=== GIVEN ENTRIES ===
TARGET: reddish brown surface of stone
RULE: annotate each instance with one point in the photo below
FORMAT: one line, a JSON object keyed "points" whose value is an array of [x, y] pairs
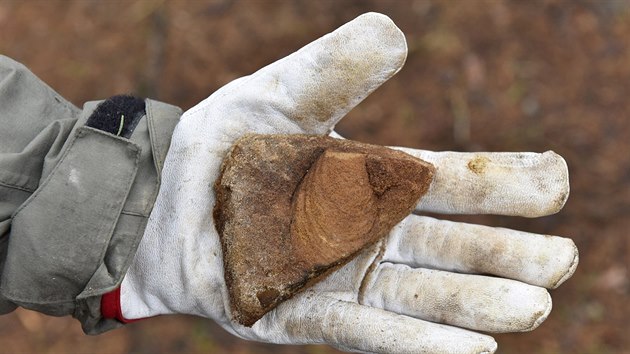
{"points": [[293, 208]]}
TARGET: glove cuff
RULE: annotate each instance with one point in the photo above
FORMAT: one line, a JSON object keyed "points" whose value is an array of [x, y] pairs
{"points": [[111, 309]]}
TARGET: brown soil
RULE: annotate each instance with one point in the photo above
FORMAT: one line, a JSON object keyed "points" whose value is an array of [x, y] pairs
{"points": [[481, 75]]}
===
Reproduce the listing above word for word, from the first line to the last, leaving out the pictures.

(TASK RESPONSE)
TARGET: reddish brown surface of stone
RULE: annotate each instance with one point in the photo below
FORMAT: one line, a JSON object keyed "points" whose value is an array of [x, y] pairs
{"points": [[293, 208]]}
TARGET: glove cuff
RULE: annotate each instance with one point in the photo above
FORMAT: one line, a JSON object keyed "points" whose value is an array of [x, y] pairs
{"points": [[111, 309]]}
TARGET: brown soil
RULE: annotate each instance with one point in the photo above
FORMAT: one line, a JSON object keyed "points" whose value is an array of [x, y] pairs
{"points": [[481, 75]]}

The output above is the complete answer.